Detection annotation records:
________________

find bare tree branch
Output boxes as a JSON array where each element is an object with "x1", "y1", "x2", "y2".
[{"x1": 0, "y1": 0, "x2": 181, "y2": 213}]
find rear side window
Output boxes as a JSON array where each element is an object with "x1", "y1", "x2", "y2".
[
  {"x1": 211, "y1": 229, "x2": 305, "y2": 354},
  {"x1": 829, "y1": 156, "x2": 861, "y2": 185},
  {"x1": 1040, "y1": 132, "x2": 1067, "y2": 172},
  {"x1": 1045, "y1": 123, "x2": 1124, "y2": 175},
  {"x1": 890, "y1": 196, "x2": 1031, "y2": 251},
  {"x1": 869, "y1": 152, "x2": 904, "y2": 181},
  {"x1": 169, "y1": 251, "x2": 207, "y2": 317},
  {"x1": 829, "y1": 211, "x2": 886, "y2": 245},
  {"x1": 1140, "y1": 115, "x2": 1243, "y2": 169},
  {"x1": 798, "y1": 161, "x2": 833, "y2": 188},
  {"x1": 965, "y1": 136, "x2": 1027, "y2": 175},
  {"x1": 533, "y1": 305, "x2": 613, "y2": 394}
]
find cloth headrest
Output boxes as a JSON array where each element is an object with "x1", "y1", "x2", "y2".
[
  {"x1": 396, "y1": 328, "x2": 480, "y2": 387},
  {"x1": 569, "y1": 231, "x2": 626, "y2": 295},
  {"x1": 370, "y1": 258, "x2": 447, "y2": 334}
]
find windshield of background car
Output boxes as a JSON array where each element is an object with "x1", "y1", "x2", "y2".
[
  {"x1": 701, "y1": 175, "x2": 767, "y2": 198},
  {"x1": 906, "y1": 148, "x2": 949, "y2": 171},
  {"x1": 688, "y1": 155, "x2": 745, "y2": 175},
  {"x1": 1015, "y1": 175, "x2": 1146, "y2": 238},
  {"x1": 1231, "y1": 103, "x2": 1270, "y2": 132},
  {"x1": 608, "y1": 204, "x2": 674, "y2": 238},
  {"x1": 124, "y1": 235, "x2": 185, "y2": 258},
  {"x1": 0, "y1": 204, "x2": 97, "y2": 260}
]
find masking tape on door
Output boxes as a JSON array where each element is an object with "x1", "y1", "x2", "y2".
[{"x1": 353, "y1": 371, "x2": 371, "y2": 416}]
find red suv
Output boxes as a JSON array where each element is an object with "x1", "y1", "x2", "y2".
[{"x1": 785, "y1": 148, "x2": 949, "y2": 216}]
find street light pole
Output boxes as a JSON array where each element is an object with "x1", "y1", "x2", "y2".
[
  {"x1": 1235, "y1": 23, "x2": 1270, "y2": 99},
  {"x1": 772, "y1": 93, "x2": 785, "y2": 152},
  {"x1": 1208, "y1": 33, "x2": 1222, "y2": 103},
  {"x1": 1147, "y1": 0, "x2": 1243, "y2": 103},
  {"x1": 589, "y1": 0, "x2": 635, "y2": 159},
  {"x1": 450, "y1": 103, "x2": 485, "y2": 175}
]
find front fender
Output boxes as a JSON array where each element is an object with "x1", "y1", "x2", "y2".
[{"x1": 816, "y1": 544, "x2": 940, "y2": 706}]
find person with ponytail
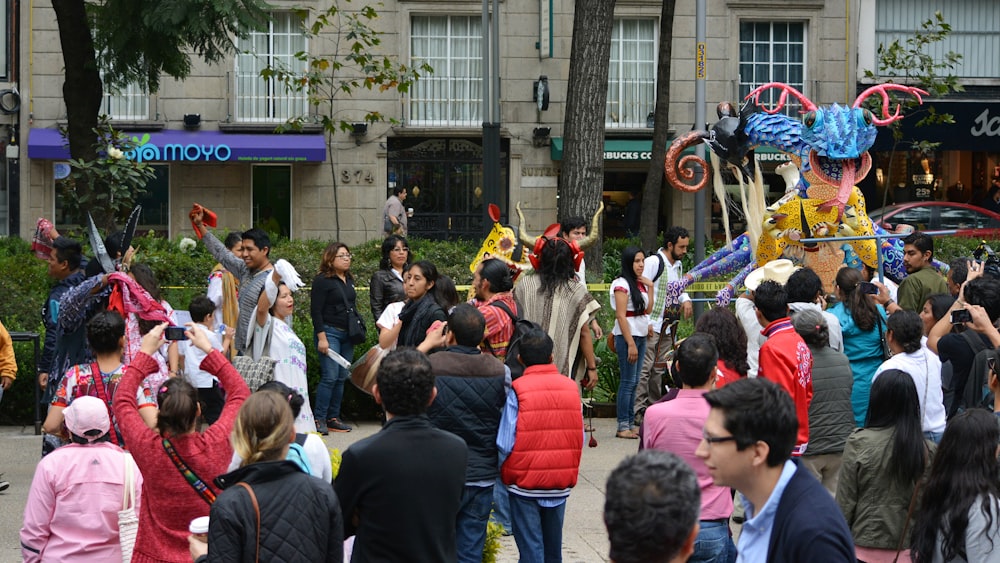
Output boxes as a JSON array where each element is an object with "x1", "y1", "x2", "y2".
[
  {"x1": 611, "y1": 246, "x2": 653, "y2": 440},
  {"x1": 910, "y1": 409, "x2": 1000, "y2": 563},
  {"x1": 830, "y1": 267, "x2": 887, "y2": 427},
  {"x1": 113, "y1": 323, "x2": 250, "y2": 563},
  {"x1": 188, "y1": 391, "x2": 344, "y2": 563},
  {"x1": 832, "y1": 369, "x2": 935, "y2": 563}
]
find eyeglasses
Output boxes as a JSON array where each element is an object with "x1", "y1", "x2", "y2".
[{"x1": 701, "y1": 432, "x2": 736, "y2": 446}]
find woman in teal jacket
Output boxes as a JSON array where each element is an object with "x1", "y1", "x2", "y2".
[{"x1": 830, "y1": 268, "x2": 886, "y2": 427}]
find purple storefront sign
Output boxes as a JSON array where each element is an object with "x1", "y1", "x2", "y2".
[{"x1": 28, "y1": 129, "x2": 326, "y2": 162}]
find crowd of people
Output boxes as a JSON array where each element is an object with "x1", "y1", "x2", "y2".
[{"x1": 11, "y1": 203, "x2": 1000, "y2": 563}]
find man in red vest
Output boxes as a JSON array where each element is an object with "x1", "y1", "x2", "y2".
[{"x1": 497, "y1": 329, "x2": 583, "y2": 561}]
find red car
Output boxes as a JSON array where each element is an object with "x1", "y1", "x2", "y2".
[{"x1": 868, "y1": 201, "x2": 1000, "y2": 239}]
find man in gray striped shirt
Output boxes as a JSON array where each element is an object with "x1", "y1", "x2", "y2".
[{"x1": 191, "y1": 209, "x2": 273, "y2": 354}]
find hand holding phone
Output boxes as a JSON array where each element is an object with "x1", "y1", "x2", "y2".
[{"x1": 163, "y1": 326, "x2": 187, "y2": 341}]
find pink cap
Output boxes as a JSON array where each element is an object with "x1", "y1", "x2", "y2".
[{"x1": 63, "y1": 396, "x2": 111, "y2": 442}]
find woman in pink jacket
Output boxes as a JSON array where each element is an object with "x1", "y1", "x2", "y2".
[{"x1": 21, "y1": 396, "x2": 142, "y2": 563}]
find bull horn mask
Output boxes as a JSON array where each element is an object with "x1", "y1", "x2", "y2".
[{"x1": 514, "y1": 201, "x2": 604, "y2": 250}]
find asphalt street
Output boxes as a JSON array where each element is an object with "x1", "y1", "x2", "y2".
[{"x1": 0, "y1": 419, "x2": 638, "y2": 563}]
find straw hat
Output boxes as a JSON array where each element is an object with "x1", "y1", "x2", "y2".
[{"x1": 743, "y1": 258, "x2": 799, "y2": 291}]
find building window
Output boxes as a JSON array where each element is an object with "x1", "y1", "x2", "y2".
[
  {"x1": 101, "y1": 81, "x2": 149, "y2": 120},
  {"x1": 234, "y1": 12, "x2": 309, "y2": 123},
  {"x1": 740, "y1": 21, "x2": 807, "y2": 116},
  {"x1": 604, "y1": 19, "x2": 656, "y2": 128},
  {"x1": 410, "y1": 16, "x2": 483, "y2": 126}
]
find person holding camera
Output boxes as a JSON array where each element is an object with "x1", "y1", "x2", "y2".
[{"x1": 927, "y1": 262, "x2": 1000, "y2": 417}]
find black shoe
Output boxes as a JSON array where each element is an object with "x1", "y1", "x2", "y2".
[
  {"x1": 316, "y1": 420, "x2": 330, "y2": 436},
  {"x1": 326, "y1": 418, "x2": 354, "y2": 432}
]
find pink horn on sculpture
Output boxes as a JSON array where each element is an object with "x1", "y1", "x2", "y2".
[
  {"x1": 663, "y1": 131, "x2": 711, "y2": 193},
  {"x1": 851, "y1": 82, "x2": 929, "y2": 125},
  {"x1": 743, "y1": 82, "x2": 816, "y2": 114}
]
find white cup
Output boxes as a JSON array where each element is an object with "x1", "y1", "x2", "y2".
[{"x1": 188, "y1": 516, "x2": 208, "y2": 542}]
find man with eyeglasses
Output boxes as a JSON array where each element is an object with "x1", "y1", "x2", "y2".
[
  {"x1": 640, "y1": 332, "x2": 736, "y2": 561},
  {"x1": 695, "y1": 378, "x2": 856, "y2": 563}
]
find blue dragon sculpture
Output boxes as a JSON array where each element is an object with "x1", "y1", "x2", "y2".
[{"x1": 664, "y1": 82, "x2": 927, "y2": 304}]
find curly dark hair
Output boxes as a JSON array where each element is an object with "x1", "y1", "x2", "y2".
[
  {"x1": 604, "y1": 450, "x2": 701, "y2": 563},
  {"x1": 378, "y1": 235, "x2": 413, "y2": 270},
  {"x1": 912, "y1": 410, "x2": 1000, "y2": 563},
  {"x1": 536, "y1": 238, "x2": 576, "y2": 295},
  {"x1": 694, "y1": 307, "x2": 750, "y2": 377},
  {"x1": 375, "y1": 348, "x2": 434, "y2": 416},
  {"x1": 705, "y1": 378, "x2": 799, "y2": 467},
  {"x1": 87, "y1": 310, "x2": 125, "y2": 354}
]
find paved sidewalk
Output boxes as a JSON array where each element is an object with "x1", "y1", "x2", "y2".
[{"x1": 0, "y1": 419, "x2": 638, "y2": 563}]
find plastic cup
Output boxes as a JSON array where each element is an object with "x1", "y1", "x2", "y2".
[{"x1": 188, "y1": 516, "x2": 208, "y2": 543}]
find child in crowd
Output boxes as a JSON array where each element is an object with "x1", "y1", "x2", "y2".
[{"x1": 180, "y1": 295, "x2": 236, "y2": 424}]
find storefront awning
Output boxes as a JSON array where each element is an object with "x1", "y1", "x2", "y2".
[
  {"x1": 872, "y1": 100, "x2": 1000, "y2": 152},
  {"x1": 549, "y1": 137, "x2": 790, "y2": 162},
  {"x1": 28, "y1": 129, "x2": 326, "y2": 163}
]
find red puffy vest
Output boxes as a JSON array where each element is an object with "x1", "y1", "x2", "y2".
[{"x1": 500, "y1": 364, "x2": 583, "y2": 490}]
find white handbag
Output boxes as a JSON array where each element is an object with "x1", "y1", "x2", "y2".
[{"x1": 118, "y1": 452, "x2": 139, "y2": 563}]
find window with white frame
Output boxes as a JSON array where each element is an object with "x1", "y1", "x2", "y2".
[
  {"x1": 410, "y1": 16, "x2": 483, "y2": 126},
  {"x1": 234, "y1": 12, "x2": 309, "y2": 123},
  {"x1": 101, "y1": 77, "x2": 149, "y2": 120},
  {"x1": 740, "y1": 21, "x2": 807, "y2": 116},
  {"x1": 604, "y1": 18, "x2": 656, "y2": 128}
]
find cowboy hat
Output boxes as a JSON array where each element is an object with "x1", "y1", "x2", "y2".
[{"x1": 743, "y1": 258, "x2": 799, "y2": 291}]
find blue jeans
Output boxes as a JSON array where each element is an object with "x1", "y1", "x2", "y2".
[
  {"x1": 493, "y1": 477, "x2": 514, "y2": 536},
  {"x1": 688, "y1": 520, "x2": 736, "y2": 563},
  {"x1": 313, "y1": 325, "x2": 354, "y2": 423},
  {"x1": 508, "y1": 493, "x2": 566, "y2": 563},
  {"x1": 615, "y1": 334, "x2": 646, "y2": 432},
  {"x1": 455, "y1": 485, "x2": 493, "y2": 563}
]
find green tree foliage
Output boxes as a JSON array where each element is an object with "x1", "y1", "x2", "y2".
[
  {"x1": 52, "y1": 0, "x2": 268, "y2": 228},
  {"x1": 865, "y1": 12, "x2": 964, "y2": 206},
  {"x1": 261, "y1": 0, "x2": 434, "y2": 239},
  {"x1": 59, "y1": 120, "x2": 156, "y2": 228}
]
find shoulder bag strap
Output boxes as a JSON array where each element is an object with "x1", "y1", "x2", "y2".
[
  {"x1": 122, "y1": 452, "x2": 135, "y2": 510},
  {"x1": 90, "y1": 362, "x2": 122, "y2": 446},
  {"x1": 236, "y1": 481, "x2": 260, "y2": 563},
  {"x1": 162, "y1": 438, "x2": 215, "y2": 506}
]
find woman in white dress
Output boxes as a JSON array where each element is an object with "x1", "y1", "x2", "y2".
[{"x1": 247, "y1": 266, "x2": 316, "y2": 433}]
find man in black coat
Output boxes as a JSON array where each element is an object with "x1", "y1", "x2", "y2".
[
  {"x1": 333, "y1": 349, "x2": 468, "y2": 563},
  {"x1": 427, "y1": 303, "x2": 510, "y2": 563}
]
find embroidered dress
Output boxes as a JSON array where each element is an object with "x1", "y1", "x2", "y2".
[{"x1": 248, "y1": 311, "x2": 316, "y2": 433}]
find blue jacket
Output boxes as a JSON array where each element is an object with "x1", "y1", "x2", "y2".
[{"x1": 767, "y1": 461, "x2": 857, "y2": 563}]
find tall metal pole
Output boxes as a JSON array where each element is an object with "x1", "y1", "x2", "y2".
[
  {"x1": 481, "y1": 0, "x2": 500, "y2": 235},
  {"x1": 694, "y1": 0, "x2": 708, "y2": 317}
]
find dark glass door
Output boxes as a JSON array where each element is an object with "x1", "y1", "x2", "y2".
[{"x1": 386, "y1": 138, "x2": 510, "y2": 239}]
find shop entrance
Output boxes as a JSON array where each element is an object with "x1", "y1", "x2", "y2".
[{"x1": 386, "y1": 138, "x2": 510, "y2": 240}]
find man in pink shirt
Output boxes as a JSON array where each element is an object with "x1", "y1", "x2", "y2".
[
  {"x1": 21, "y1": 396, "x2": 142, "y2": 563},
  {"x1": 641, "y1": 332, "x2": 736, "y2": 561}
]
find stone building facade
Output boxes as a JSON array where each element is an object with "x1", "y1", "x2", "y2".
[{"x1": 9, "y1": 0, "x2": 858, "y2": 244}]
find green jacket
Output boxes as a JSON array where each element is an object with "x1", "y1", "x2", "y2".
[{"x1": 837, "y1": 428, "x2": 936, "y2": 549}]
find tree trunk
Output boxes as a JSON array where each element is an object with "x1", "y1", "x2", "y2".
[
  {"x1": 639, "y1": 0, "x2": 677, "y2": 250},
  {"x1": 52, "y1": 0, "x2": 106, "y2": 228},
  {"x1": 558, "y1": 0, "x2": 615, "y2": 272}
]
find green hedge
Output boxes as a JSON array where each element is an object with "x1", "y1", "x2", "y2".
[{"x1": 0, "y1": 234, "x2": 992, "y2": 424}]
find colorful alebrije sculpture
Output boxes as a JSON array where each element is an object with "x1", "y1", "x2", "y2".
[{"x1": 664, "y1": 82, "x2": 927, "y2": 304}]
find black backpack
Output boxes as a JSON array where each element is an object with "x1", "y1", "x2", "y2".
[{"x1": 486, "y1": 301, "x2": 544, "y2": 379}]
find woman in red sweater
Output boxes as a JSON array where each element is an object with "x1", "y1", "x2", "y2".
[{"x1": 114, "y1": 324, "x2": 250, "y2": 563}]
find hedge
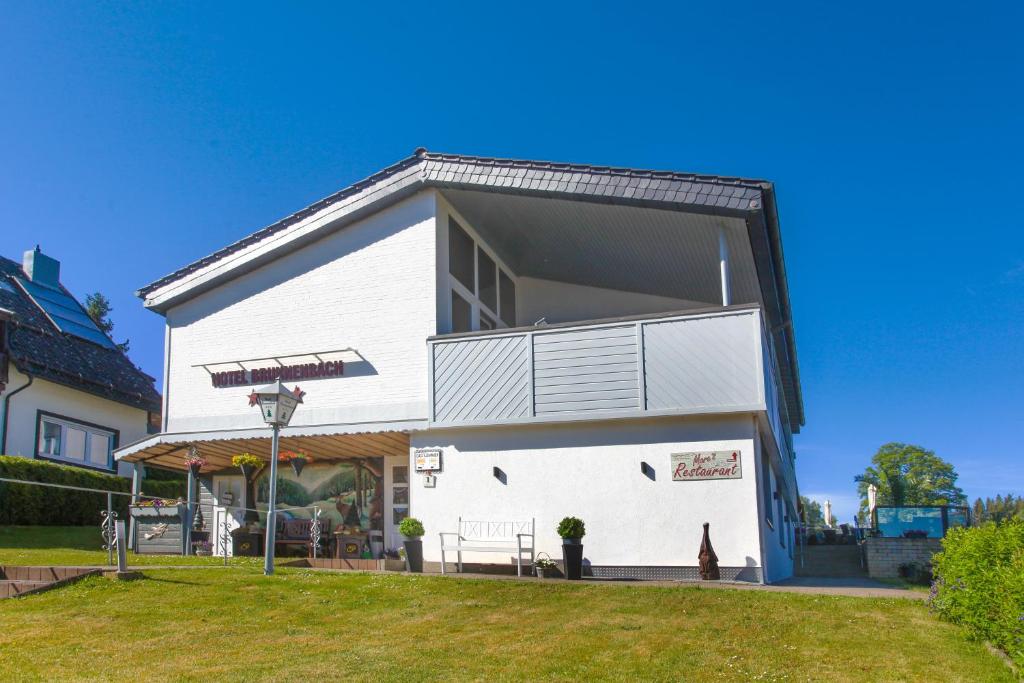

________________

**PROBLEM DETAILS**. Count the lines in the listing that contain the word "white" and give only the number.

**CORRECT RESPONSE**. 4